• _AUFGABE 1_: Prüfen Sie, ob die Aussagen (a) bis (c) mit dem Text über Bauernmärkte übereinstimmen, und belegen Sie jede Antwort mit einem wörtlichen Zitat. (a) Bauernmärkte öffnen meist um sechs Uhr früh. (b) Patricia Sedlar bietet seit Januar Produkte heimischer Landwirte an. (c) Die Homepage von Bauernmarkt24.at ist in Blau und Weiß gestaltet.
• _AUFGABE 2_: Unter welchem Namen betreibt Patricia Sedlar laut dem Text über Bauernmärkte ihre Plattform?

• _VORGEGEBENER TEXT_:
=-=-=-=-=

Es gibt da diese Regel, und die hat bis heute ihre Gültigkeit nicht verloren. Wer heimische Qualitätsprodukte, frisches Brot, Mehlspeisen, Kekse, Schnäpse und Liköre will, der pilgert am Wochenende auf den Bauernmarkt. Mit etwas Glück hat man bald einen Standler seines Vertrauens, der verkauft einem frische Kekse, empfiehlt den Marillenlikör und schickt einen – wenn man regelmäßig wiederkommt – auch mit einem Augenzwinkern weiter zum nächsten Bauern, der eben den Räucherspeck ankarrt. Kleiner Geheimtipp. So weit, so praktisch.

In der Praxis sieht das freilich etwas anders aus. Erstens sind die Wege zum Bauernmarkt meist lang; zweitens zwinkern einem die Standler eher selten zu; und drittens sind die Öffnungszeiten auch nicht immer das, was man ein kundenfreundlich nennt. Bauernmärkte öffnen meist um sechs Uhr in der Früh. Und am Wochenende räumen die Standler ihre Ware weg, wenn so mancher gerade erst aus dem Bett steigt.

Raritäten aus dem Netz. Nun gibt es so etwas wie eine Alternative. Auf der Plattform Bauernmarkt24.at bietet Patricia Sedlar seit September Produkte von heimischen Landwirten an. Auf der in Weiß und Grün idyllisch-ländlich gestalteten Homepage reihen sich Bilder von Honigsenf, Wildrohschinken, Hirsch-Cabanossi an Fotos von Dinkelnudeln und Weichselschnaps. Nur ein paar Mausklicks und die Sachen werden einem direkt vor die Haustür gebracht. Denn Bauernmarkt24.at ist einer der wenigen österreichischen Online-Bauernmärkte.

=-=-=-=-=

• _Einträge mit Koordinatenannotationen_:
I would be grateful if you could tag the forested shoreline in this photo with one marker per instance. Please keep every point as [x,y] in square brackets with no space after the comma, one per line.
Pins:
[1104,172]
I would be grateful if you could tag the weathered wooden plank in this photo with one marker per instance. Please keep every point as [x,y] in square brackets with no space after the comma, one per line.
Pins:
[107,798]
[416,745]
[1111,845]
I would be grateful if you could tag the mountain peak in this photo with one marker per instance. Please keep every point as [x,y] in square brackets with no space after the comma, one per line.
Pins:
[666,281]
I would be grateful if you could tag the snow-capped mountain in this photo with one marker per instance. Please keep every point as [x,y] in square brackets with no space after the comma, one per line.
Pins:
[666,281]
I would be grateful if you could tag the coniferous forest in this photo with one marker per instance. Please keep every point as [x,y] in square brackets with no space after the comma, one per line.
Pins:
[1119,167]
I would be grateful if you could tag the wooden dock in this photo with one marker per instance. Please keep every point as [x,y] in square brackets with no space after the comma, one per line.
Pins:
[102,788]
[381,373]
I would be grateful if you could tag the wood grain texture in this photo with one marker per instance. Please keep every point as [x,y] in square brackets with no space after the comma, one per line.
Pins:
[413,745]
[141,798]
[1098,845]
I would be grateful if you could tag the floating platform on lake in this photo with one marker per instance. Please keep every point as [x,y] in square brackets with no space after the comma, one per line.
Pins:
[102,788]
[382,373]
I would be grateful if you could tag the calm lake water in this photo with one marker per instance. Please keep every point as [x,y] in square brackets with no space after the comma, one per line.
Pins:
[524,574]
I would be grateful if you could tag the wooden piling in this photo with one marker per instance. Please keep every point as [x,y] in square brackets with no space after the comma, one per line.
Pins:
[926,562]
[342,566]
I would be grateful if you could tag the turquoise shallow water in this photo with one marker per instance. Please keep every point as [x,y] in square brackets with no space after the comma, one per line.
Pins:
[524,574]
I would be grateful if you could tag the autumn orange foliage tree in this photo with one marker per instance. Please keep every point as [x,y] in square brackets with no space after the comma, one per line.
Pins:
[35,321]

=-=-=-=-=

• _VOLLSTÄNDIGE LÖSUNG 1_:
(a) Ja: „Bauernmärkte öffnen meist um sechs Uhr in der Früh.“
(b) Nein: „bietet Patricia Sedlar seit September Produkte von heimischen Landwirten an“
(c) Nein: „Auf der in Weiß und Grün idyllisch-ländlich gestalteten Homepage“

• _VOLLSTÄNDIGE LÖSUNG 2_: Bauernmarkt24.at